> _EXCERPT TO READ_:
------------------------

Therefore, to directly address the identified research gaps, namely, the competition between spatial and dynamic features for attention under revised Gestalt principles, the reflection of subjective experience in eye movement patterns, and the critical question of whether spatial guidance precedes dynamic saliency, this study formulates five hypotheses that systematically target core aspects emerging from prior theoretical and empirical challenges: (1) the dominance of significant spatial nodes (H1) and continuous structures (H2) over isolated dynamic elements in governing the flow of visual attention; (2) the anchoring function and temporal characteristics of the proximity principle (H3) during the initial phase of VR scene exploration; (3) the reduced effectiveness of similarity-based grouping (H4) within the spatially fragmented and depth-rich 360° VR environment; (4) the conditional nature of dynamic grouping based on the principle of common fate (H5), which is hypothesized to require cognitive alignment with user goals in order to be effective; and (5) implicitly, the correlation between successful spatial grouping, outlined in H1 and H2, and viewers’ subjective experiences of narrative coherence and immersive engagement. Collectively, these hypotheses aim to empirically test the proposition that spatial-intentional guidance serves as a dominant organizing force in VR film perception, superseding the classical influence of dynamic visual salience.

Drawing on the adaptive applications of Gestalt psychology in VR and recent empirical developments in VR visual perception, this study formulates the following hypotheses to address its three core objectives:

H1:

In VR films, spatial nodes that serve as potential targets or endpoints attract increased visual attention and undergo more in-depth cognitive processing.

H2:

In VR films, continuous spatial structures more effectively guide viewers’ visual scanning paths and organize the flow of attention than isolated dynamic elements.

H3:

This study also investigates whether spatial areas positioned closer to the viewer’s body are more likely to attract visual attention in VR environments.

H4:

In VR films, elements that share similar spatial structures are more likely to induce perceptual grouping effects than isolated dynamic components, thereby enhancing the capture and retention of audience attention.

H5:

In VR films, the coherent movement of dynamic elements automatically activates the perceptual grouping principle known as the law of common fate, which effectively captures the audience’s attention.

------------------------

> _EXERCISE SET_:
a - Using the passage on Gestalt hypotheses for VR films, decide whether each statement agrees with it: (i) the study formulates five hypotheses; (ii) H5 states that the coherent movement of dynamic elements fails to capture the audience's attention; (iii) H2 holds that isolated dynamic elements guide viewers' scanning paths more effectively than continuous spatial structures. Answer yes or no for each, and quote the deciding words from the passage.
b - Extend the passage on Gestalt hypotheses for VR films, starting after its statement of H5.
The entries after this passage come from a different source.

------------------------

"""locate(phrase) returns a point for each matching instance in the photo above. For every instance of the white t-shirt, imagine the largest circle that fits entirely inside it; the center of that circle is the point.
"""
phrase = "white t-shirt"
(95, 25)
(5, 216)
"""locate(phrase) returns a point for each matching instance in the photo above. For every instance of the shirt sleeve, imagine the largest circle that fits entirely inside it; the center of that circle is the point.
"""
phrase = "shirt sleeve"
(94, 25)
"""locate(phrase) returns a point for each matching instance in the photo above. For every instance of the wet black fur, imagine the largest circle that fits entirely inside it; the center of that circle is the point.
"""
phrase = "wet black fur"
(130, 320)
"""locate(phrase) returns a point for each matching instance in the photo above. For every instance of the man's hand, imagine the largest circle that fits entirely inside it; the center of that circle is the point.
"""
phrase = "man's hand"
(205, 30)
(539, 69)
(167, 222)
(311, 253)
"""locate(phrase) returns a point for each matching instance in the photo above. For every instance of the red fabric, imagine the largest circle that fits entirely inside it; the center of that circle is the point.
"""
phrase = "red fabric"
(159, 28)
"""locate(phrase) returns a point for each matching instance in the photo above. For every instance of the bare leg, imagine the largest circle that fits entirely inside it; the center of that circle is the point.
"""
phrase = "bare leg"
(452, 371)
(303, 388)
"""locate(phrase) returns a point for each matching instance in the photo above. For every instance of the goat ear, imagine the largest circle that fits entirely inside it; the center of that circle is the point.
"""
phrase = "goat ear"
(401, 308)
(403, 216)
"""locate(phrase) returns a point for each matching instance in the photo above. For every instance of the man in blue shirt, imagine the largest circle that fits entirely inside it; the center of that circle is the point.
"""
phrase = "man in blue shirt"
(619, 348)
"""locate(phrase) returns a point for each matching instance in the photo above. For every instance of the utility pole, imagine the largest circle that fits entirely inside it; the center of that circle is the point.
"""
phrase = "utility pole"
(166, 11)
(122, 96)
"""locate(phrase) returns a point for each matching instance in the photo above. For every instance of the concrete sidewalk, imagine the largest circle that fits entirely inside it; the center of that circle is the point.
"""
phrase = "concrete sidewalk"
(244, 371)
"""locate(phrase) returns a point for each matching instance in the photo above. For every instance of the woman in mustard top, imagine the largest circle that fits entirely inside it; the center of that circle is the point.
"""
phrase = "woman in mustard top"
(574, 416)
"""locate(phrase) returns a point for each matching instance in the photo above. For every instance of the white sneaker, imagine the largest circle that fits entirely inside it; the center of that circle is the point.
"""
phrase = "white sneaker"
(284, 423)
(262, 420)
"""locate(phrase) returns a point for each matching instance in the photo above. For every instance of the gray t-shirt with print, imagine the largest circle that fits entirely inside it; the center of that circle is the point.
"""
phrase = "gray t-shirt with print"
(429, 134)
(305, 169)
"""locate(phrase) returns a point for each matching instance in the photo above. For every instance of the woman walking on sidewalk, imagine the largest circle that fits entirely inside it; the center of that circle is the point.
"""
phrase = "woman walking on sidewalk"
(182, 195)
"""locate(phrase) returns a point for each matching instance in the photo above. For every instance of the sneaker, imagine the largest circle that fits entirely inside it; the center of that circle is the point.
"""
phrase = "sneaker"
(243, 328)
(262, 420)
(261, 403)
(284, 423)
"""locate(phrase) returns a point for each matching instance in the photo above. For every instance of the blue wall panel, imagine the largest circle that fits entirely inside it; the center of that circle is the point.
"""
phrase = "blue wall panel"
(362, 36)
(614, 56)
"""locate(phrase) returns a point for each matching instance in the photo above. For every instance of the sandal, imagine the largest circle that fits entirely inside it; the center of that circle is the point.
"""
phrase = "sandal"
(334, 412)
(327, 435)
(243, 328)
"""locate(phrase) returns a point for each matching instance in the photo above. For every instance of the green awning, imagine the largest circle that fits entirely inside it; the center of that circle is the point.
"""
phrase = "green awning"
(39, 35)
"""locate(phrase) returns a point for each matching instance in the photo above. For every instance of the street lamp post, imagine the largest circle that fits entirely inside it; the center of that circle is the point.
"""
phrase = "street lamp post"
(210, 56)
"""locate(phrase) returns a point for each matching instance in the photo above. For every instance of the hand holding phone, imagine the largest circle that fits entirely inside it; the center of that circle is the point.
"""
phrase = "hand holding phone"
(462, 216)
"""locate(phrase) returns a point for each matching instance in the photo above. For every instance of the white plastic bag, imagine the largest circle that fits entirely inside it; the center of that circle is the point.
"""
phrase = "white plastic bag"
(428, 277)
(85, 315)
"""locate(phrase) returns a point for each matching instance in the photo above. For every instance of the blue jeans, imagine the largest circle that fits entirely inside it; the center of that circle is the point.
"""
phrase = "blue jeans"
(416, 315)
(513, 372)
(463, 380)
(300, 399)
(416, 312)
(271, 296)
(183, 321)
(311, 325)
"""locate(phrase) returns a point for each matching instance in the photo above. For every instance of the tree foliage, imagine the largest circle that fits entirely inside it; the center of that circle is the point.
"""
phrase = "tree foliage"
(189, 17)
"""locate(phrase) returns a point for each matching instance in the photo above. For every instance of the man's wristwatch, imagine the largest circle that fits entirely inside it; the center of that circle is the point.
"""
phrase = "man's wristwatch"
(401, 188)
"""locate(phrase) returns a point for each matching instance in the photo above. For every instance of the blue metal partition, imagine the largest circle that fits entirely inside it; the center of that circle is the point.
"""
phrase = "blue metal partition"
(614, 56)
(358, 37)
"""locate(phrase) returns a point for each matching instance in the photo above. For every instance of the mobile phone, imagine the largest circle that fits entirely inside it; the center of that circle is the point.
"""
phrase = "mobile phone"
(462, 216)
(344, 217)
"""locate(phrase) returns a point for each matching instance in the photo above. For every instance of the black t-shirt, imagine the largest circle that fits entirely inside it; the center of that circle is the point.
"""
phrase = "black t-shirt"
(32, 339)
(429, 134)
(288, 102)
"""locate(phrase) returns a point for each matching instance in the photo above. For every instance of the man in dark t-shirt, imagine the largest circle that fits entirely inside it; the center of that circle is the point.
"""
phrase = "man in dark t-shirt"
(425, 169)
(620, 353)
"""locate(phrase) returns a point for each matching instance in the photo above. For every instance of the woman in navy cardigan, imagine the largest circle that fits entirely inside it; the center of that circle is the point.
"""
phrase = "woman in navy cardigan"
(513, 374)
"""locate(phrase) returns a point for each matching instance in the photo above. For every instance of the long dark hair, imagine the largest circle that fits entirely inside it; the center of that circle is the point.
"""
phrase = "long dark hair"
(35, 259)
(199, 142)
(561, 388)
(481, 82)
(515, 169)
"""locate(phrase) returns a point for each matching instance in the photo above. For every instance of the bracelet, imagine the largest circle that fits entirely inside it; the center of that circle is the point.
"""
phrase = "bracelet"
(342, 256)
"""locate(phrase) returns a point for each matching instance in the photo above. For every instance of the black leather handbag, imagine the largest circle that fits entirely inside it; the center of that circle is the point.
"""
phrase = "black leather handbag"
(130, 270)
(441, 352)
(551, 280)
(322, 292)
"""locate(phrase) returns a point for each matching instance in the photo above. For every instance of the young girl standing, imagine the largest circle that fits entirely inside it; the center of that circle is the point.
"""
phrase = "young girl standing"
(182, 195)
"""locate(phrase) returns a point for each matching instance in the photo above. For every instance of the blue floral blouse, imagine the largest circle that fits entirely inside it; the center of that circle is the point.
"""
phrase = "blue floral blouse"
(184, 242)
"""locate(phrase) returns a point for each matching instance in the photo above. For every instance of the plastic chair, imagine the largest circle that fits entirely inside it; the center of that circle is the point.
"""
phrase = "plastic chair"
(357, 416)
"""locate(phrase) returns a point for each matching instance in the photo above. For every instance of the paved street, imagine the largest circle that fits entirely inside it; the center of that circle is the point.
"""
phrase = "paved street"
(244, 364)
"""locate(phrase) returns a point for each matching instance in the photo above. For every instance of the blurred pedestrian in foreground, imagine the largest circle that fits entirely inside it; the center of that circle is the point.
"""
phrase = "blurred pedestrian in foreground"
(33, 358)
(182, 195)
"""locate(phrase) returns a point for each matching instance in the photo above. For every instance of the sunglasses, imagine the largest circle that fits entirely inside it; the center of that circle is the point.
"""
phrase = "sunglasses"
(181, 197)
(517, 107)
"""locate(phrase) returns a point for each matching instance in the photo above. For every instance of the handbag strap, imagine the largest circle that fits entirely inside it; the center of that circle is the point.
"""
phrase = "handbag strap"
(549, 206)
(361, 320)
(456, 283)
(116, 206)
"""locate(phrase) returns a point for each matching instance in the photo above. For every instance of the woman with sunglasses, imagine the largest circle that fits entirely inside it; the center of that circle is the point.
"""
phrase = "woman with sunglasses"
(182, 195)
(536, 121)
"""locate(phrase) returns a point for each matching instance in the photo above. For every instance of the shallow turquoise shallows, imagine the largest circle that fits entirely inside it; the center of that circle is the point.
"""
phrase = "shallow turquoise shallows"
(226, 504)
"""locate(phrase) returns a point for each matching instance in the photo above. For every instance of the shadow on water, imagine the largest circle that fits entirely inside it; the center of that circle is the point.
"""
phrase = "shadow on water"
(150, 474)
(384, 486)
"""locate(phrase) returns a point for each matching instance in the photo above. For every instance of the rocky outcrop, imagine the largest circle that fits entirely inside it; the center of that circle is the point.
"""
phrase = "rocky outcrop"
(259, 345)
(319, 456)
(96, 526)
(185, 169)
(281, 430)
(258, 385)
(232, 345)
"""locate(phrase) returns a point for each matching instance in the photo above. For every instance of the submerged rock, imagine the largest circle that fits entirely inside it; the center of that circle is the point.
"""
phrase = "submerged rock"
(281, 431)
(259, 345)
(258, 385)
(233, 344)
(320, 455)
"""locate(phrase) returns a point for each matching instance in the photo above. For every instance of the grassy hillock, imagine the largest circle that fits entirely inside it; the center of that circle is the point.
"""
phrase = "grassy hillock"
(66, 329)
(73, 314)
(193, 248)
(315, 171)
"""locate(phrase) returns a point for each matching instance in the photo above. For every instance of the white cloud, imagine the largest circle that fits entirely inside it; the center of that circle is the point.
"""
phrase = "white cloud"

------------------------

> _RESULTS_:
a -
(i) Yes: "this study formulates five hypotheses"
(ii) No: "which effectively captures the audience’s attention"
(iii) No: "continuous spatial structures more effectively guide viewers’ visual scanning paths and organize the flow of attention than isolated dynamic elements"

b -
The relationship between objective, hypotheses, literature, and purpose is shown in Table 1 below:

3. Materials and Methods

3.1. Experimental Design

This study utilized eye-tracking technology to test the proposed hypotheses. A 29-s VR experimental film was selected for this purpose (Figure 1). The film features key visual elements, including docks, bridges, islands, bodies of water, and people. It is a non-narrative film shot using fixed camera positions and contains no editing effects. This controlled design was intended to eliminate confounding variables, such as narrative structure and auditory cues, that might otherwise influence participants’ visual attention during the experiment [56]. To contextualize our findings on VR-specific visual processing and to reinforce claims about the distinctive affordances of immersive environments, it is essential to consider existing research comparing visual attention in traditional 2D displays and VR. Although the present study focused solely on the VR condition and did not include a 2D control group viewing the same stimulus, prior empirical studies offer a solid foundation for interpreting our results. Extensive research on 2D media has consistently demonstrated the effectiveness of dynamic saliency cues and Gestalt principles, such as similarity and the law of common fate, in capturing and directing attention under controlled conditions [57,58,59]. However, comparative studies indicate that the immersive characteristics of VR, such as stereoscopic depth perception, a 360° field of view, head-tracked interactivity, and an intensified sense of spatial presence, profoundly reshape attentional dynamics [60].

3.2. Participants

The research team randomly recruited 42 volunteers, aged between 18 and 36 years, to participate in the study. The sample consisted of 25 males and 17 females. An a priori power analysis was conducted using G*Power 3.1 to determine the minimum sample size required to detect medium effects (f = 0.25) in a one-way ANOVA involving four conditions (AOI1–AOI4). With a significance level of α = 0.05 and a desired statistical power of 0.80, the analysis indicated that a minimum of 36 participants would be necessary. Our final sample of 42 participants exceeded this threshold, ensuring sufficient statistical power to detect meaningful effects in the eye-tracking metrics. Participant engagement and comprehension were further verified through direct observation and verbal questioning. All participants were currently enrolled students at Jiangnan University. They possessed normal cognitive and motor functions, with no history of mental illness or substance abuse, and were not majoring in film or related disciplines. Participants were required to have normal or corrected-to-normal vision and be free from eye conditions such as color blindness or color deficiency. It was learned through observation and verbal questioning that all participants signed informed consent forms to safeguard their rights. All data collection methods ensured the privacy and security of personal information, without disclosing any identifiable details of the participants. If identifiable images of participants are to be included in publications, additional written consent specific to image usage will be obtained retrospectively from those individuals prior to publication.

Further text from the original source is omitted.